Collected data:
——————————
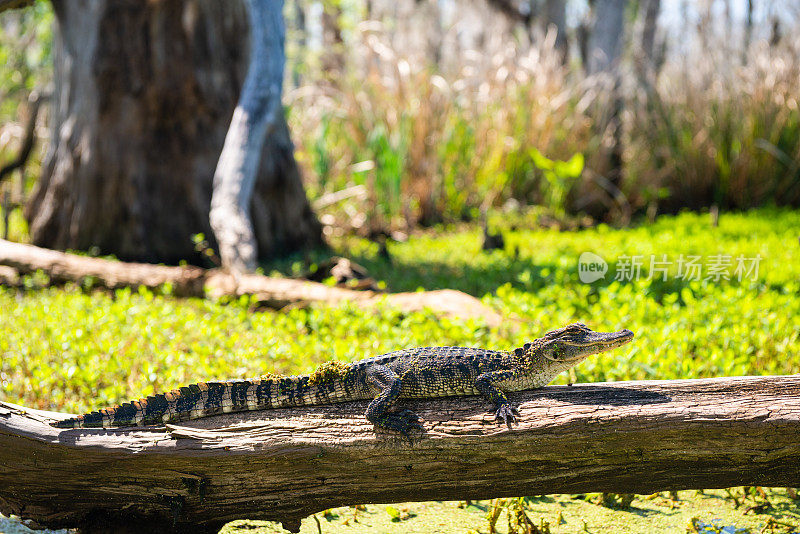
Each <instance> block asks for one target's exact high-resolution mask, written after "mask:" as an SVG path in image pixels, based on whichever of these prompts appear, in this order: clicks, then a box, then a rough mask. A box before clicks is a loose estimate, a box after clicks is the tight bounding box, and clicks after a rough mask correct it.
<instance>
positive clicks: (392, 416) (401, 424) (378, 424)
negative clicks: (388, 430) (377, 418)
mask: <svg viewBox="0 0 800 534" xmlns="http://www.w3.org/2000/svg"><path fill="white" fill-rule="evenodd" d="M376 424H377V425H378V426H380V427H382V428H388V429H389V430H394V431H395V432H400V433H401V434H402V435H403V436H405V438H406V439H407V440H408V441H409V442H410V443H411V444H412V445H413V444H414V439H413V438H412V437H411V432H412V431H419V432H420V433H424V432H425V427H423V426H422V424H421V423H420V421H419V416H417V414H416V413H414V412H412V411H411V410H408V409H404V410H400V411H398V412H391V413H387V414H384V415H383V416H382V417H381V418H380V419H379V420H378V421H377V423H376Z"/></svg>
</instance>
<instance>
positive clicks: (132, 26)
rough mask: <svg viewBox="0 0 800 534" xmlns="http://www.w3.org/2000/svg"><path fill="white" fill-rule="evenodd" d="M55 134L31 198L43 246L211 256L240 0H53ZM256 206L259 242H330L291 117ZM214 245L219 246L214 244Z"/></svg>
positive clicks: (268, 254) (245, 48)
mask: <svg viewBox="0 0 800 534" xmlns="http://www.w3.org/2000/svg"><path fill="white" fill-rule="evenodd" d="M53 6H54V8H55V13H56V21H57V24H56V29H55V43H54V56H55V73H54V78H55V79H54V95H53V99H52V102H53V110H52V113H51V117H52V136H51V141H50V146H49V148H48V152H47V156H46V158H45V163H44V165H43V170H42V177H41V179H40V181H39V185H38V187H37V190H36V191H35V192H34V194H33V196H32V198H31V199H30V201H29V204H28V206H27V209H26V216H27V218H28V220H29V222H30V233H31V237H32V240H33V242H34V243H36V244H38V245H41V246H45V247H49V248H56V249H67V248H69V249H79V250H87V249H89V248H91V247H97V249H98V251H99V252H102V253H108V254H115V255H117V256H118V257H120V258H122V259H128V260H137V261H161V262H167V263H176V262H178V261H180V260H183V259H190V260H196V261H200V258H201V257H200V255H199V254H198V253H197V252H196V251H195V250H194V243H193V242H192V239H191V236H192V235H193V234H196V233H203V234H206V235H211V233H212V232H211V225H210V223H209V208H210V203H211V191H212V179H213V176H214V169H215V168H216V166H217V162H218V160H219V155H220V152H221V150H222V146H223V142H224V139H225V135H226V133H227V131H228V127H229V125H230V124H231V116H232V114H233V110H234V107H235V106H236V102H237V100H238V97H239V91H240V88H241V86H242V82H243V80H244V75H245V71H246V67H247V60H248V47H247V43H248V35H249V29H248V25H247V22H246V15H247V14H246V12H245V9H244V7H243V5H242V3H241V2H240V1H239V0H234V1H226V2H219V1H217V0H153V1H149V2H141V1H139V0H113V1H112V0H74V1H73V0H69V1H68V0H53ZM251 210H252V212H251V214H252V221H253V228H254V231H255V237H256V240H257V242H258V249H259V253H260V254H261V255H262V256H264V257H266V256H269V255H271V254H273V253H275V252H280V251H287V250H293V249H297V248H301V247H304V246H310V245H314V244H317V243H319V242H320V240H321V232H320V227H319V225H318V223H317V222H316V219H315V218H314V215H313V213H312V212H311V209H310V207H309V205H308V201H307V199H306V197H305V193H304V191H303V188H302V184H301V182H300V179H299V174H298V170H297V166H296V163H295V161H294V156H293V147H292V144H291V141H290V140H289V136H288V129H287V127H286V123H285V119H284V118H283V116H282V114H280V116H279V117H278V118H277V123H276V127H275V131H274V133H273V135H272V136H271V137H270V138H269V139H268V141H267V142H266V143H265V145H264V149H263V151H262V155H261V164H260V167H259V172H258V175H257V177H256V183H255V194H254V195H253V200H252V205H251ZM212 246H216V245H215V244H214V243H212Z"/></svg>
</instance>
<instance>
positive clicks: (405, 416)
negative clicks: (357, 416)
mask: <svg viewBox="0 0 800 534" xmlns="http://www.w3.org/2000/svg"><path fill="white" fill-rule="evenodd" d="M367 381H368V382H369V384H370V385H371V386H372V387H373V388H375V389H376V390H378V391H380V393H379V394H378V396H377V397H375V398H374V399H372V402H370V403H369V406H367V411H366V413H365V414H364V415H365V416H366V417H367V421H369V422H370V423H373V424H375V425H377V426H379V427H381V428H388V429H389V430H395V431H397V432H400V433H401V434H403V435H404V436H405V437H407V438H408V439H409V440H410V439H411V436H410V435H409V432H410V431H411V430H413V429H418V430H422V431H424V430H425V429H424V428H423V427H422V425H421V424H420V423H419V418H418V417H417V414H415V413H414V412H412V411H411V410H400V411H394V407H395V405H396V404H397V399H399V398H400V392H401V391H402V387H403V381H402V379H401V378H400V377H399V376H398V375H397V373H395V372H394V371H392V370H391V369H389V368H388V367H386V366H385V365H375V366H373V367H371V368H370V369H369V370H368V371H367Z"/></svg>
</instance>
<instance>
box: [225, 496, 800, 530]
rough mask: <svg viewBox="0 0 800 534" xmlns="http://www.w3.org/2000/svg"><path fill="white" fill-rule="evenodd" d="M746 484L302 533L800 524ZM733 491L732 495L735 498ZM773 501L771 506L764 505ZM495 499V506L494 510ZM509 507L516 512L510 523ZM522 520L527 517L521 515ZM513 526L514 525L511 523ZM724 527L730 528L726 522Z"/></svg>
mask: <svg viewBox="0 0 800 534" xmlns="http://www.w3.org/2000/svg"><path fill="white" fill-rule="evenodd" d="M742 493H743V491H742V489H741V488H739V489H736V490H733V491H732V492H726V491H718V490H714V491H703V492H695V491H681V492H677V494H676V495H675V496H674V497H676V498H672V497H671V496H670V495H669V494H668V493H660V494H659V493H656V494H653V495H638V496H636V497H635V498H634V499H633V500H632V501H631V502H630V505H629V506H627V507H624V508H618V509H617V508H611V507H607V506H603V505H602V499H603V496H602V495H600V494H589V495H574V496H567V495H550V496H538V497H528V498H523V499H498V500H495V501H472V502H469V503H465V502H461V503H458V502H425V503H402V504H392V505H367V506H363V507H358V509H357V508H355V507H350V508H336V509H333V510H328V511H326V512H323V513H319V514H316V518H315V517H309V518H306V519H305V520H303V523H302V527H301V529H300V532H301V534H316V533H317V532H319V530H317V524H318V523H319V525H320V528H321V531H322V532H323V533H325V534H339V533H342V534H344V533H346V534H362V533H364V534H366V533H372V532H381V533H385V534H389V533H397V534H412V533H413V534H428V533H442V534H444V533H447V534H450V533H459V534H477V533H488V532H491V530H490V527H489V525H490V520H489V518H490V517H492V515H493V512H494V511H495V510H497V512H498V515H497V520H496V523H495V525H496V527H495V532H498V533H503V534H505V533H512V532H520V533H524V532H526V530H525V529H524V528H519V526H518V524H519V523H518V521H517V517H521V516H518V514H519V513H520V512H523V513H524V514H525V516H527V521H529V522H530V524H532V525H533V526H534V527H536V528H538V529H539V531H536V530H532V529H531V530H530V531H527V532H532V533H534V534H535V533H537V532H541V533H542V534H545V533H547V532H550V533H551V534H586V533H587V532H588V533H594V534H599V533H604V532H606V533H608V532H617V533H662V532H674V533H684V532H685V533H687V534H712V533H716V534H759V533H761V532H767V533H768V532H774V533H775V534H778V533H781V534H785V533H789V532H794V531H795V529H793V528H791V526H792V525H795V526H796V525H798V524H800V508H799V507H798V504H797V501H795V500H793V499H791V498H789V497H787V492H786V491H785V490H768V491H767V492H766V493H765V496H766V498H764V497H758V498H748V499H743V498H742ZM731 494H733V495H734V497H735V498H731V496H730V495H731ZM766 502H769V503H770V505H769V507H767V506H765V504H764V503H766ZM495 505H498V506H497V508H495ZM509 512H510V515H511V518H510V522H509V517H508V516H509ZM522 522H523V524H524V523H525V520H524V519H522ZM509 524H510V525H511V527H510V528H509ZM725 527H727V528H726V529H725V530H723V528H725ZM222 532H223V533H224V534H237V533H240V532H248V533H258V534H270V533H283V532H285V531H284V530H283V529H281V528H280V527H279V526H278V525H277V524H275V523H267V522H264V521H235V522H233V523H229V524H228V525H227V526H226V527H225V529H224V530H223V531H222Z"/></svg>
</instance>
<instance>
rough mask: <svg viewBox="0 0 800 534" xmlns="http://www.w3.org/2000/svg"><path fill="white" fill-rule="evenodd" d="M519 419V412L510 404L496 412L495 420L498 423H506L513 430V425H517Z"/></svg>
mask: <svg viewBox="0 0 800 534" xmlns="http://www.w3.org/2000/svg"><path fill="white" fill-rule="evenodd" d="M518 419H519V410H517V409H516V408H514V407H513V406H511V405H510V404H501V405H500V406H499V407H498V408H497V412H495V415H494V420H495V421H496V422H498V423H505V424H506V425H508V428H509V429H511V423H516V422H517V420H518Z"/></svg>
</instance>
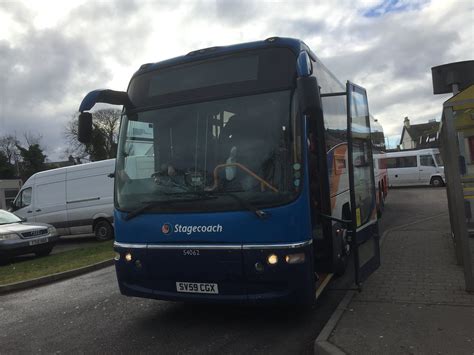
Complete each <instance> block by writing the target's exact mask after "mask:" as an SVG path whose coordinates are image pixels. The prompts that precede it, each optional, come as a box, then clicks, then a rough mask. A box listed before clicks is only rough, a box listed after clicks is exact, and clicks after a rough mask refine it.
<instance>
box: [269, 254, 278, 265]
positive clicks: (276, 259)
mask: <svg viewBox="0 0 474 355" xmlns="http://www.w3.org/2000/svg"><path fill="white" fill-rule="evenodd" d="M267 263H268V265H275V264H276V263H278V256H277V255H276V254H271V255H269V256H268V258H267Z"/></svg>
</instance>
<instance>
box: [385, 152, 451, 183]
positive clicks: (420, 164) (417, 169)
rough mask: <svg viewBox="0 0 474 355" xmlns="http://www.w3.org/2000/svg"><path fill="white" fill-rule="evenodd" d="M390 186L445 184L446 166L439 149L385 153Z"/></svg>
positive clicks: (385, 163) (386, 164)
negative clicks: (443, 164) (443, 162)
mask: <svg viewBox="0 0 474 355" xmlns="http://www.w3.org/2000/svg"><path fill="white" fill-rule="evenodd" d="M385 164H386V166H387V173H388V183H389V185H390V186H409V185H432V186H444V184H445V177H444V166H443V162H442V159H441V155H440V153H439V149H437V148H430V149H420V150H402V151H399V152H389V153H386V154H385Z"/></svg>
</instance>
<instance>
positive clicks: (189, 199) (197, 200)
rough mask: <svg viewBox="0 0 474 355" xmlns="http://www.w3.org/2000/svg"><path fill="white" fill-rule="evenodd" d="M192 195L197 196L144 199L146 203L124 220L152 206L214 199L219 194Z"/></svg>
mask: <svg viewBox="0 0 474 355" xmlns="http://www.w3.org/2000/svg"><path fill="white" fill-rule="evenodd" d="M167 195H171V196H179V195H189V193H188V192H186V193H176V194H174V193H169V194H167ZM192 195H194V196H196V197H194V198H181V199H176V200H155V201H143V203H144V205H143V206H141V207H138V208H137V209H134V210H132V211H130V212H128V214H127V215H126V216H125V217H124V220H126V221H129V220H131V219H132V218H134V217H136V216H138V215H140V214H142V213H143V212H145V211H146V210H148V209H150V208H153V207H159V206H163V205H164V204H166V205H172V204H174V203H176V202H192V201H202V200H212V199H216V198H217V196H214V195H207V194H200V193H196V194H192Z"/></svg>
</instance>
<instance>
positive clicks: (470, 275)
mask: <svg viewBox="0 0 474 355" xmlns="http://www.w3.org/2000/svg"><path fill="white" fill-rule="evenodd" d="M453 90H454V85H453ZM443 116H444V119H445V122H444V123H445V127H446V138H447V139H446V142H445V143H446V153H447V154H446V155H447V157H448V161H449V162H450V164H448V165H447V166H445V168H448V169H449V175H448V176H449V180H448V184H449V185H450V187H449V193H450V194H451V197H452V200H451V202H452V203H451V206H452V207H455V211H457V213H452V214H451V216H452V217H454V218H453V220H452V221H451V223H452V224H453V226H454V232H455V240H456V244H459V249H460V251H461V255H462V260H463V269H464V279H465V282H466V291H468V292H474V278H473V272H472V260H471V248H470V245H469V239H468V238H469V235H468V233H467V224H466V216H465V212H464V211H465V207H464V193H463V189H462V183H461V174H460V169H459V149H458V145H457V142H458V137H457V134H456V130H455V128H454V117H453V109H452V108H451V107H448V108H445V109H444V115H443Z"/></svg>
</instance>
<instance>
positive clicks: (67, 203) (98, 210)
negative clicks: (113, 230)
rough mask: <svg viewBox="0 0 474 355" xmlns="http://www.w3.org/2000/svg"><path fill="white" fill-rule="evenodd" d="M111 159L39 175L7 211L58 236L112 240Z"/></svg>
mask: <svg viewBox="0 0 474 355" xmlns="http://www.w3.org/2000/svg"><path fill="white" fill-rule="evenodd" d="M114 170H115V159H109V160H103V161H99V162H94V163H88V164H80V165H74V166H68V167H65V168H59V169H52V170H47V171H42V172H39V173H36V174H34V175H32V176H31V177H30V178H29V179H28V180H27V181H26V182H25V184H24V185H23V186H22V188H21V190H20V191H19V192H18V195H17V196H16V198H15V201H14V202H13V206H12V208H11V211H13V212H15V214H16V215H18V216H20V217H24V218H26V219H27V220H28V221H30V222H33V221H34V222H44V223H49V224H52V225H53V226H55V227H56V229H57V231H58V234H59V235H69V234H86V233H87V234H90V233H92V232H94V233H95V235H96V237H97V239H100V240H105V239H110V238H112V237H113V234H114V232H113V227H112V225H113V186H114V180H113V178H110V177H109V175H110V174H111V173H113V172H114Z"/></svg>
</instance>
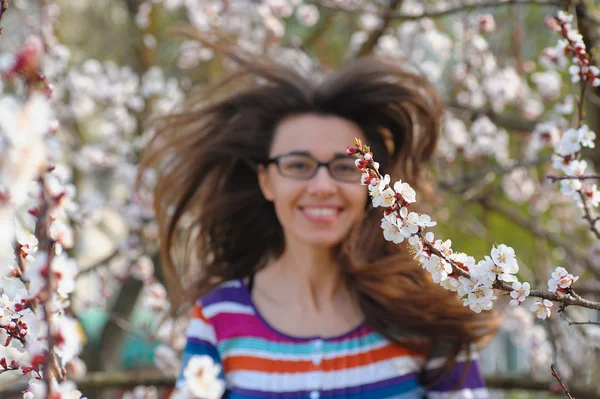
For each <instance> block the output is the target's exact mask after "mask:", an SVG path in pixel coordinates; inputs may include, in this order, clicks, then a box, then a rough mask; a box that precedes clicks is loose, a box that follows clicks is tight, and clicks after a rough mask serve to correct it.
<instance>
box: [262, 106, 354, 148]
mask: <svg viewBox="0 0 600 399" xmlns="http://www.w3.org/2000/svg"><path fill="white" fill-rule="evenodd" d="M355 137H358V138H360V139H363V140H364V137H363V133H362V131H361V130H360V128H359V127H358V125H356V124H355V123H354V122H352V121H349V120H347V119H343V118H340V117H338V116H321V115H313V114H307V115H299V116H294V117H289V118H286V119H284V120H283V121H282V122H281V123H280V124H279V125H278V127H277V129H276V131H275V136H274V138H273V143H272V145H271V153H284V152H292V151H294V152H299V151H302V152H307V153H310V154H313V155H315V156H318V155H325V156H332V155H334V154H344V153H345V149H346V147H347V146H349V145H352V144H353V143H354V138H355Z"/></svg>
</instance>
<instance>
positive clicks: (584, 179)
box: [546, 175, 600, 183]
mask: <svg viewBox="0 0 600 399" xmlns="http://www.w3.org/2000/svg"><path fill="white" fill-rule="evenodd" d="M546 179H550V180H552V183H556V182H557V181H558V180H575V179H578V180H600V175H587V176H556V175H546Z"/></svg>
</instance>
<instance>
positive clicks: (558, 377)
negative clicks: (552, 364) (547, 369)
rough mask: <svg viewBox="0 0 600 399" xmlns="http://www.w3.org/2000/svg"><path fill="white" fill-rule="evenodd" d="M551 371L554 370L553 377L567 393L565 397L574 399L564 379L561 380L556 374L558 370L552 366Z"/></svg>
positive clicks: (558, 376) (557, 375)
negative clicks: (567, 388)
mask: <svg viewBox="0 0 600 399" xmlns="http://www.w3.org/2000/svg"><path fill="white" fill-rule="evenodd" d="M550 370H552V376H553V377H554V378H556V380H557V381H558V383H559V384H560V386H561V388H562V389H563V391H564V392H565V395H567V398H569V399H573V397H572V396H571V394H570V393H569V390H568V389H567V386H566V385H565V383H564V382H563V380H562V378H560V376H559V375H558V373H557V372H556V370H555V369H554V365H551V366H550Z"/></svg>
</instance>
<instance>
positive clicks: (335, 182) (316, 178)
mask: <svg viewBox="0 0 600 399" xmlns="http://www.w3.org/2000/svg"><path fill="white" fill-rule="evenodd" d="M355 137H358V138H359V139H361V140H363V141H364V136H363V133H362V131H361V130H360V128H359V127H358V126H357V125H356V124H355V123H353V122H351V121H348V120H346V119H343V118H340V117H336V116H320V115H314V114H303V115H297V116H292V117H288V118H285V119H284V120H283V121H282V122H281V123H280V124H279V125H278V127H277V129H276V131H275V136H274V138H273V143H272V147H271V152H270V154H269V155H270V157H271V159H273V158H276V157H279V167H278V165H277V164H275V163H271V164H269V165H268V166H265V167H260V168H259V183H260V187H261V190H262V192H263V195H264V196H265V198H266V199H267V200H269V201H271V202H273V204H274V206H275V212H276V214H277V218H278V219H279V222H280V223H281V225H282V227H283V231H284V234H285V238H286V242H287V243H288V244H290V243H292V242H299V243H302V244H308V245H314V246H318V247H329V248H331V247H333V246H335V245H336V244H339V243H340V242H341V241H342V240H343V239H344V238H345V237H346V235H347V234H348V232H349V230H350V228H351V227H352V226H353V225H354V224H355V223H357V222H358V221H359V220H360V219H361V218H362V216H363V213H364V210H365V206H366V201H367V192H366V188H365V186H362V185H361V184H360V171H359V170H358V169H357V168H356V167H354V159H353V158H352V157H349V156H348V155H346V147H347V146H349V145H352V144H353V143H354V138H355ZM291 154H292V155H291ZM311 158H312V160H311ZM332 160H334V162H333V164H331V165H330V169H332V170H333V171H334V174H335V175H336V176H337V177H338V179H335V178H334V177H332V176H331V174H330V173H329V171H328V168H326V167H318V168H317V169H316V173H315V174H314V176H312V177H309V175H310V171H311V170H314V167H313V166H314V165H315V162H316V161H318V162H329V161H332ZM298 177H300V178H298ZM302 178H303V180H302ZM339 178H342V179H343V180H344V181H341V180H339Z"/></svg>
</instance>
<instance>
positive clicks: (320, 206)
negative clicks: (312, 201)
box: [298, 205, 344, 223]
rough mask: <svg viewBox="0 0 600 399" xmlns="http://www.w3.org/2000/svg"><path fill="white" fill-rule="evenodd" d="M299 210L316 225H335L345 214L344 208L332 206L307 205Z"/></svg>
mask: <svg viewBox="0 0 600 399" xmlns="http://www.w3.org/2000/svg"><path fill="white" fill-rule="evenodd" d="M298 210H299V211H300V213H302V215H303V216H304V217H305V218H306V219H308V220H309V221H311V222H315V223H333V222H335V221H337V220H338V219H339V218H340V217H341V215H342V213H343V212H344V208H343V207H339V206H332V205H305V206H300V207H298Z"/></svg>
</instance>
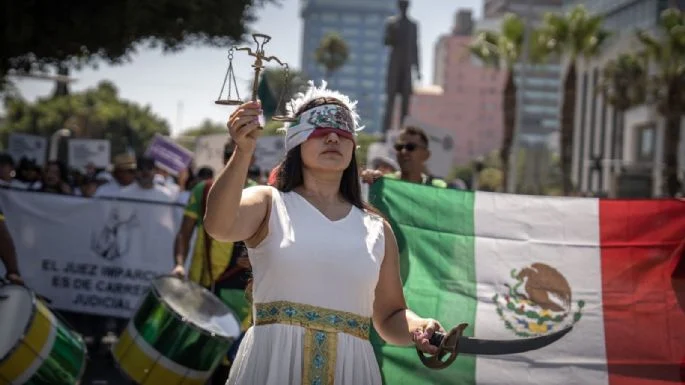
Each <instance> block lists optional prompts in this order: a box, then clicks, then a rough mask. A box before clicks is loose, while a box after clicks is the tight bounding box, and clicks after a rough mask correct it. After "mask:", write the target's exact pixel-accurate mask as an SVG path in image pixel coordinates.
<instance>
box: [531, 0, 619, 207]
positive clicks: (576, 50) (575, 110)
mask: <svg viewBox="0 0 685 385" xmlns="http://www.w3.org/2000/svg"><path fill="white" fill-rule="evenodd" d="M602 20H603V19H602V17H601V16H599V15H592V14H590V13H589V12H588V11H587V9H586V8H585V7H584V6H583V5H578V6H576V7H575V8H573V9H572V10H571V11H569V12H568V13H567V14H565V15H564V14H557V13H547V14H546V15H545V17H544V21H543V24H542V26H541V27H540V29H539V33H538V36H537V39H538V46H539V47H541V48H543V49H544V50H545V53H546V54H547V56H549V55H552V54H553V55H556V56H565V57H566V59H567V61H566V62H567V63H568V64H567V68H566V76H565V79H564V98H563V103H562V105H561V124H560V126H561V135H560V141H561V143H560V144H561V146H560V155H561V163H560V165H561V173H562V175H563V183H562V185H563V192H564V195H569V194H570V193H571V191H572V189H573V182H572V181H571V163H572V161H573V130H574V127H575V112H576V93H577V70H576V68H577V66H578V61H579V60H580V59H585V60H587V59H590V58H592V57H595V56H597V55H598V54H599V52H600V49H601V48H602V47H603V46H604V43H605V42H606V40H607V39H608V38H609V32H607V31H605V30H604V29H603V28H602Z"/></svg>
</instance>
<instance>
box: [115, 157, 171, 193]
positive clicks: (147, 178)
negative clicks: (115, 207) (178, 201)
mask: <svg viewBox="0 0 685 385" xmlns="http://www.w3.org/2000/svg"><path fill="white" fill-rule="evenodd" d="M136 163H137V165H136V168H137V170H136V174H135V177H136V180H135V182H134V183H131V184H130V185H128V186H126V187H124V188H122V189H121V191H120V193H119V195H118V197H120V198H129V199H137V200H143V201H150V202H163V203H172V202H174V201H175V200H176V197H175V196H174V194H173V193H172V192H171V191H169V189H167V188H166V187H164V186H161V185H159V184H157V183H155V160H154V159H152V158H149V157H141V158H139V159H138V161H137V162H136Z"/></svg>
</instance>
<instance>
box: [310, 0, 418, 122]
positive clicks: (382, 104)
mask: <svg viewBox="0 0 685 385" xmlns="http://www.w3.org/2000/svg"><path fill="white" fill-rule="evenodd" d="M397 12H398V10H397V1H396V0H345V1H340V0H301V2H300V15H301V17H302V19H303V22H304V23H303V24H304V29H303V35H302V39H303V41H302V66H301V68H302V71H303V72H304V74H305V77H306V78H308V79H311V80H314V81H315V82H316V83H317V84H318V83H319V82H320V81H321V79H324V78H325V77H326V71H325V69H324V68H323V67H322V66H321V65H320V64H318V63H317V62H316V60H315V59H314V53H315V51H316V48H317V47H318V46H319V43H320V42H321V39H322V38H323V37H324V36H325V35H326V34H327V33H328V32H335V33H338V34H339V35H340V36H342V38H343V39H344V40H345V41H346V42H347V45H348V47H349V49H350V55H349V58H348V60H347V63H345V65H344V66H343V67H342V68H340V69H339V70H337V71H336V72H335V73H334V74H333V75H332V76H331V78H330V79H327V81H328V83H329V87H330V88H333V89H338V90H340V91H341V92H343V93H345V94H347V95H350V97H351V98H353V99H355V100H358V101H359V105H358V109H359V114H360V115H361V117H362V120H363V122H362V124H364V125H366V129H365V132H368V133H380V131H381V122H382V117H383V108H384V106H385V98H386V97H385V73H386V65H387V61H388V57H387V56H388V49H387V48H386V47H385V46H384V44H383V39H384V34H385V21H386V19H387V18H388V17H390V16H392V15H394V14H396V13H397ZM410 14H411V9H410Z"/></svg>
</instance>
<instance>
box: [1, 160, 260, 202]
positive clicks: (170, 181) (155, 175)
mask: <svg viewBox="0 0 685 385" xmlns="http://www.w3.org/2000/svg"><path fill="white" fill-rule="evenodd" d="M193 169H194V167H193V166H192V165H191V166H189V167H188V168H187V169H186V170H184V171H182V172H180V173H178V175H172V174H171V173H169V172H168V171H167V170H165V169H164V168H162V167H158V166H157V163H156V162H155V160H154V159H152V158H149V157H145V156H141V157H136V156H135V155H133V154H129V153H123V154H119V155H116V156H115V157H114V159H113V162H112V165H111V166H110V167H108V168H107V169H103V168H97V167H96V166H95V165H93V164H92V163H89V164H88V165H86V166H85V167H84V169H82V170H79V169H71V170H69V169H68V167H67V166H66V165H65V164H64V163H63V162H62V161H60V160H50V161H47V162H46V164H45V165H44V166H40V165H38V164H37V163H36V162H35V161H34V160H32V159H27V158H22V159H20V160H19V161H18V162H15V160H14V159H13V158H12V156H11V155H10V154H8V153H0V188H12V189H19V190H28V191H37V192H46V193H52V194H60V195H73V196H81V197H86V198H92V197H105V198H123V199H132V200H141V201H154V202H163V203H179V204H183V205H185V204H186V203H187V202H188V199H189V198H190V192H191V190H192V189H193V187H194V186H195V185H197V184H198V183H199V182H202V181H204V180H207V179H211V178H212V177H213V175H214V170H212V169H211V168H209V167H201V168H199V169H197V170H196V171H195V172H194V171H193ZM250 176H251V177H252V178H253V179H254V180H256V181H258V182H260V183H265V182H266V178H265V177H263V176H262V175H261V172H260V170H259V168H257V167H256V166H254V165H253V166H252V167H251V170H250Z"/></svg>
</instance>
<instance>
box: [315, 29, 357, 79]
——————————
* What the task asks *
Copy the records word for word from their beginning through the line with "negative clicks: (388, 430) (377, 418)", leaving the pictures out.

* Answer box *
Each <instance> block asks for one target's exact high-resolution mask, written after "mask:" as an SVG path in image pixels, based on whichever of these prompts appear, in this order: clicks, then a box, then a rough mask. A box before clicks is a loose estimate, a box after clicks is the tight bounding box, and clicks after a rough mask correct it.
<instance>
positive clicks: (392, 416) (401, 424) (378, 424)
negative clicks: (388, 430) (377, 418)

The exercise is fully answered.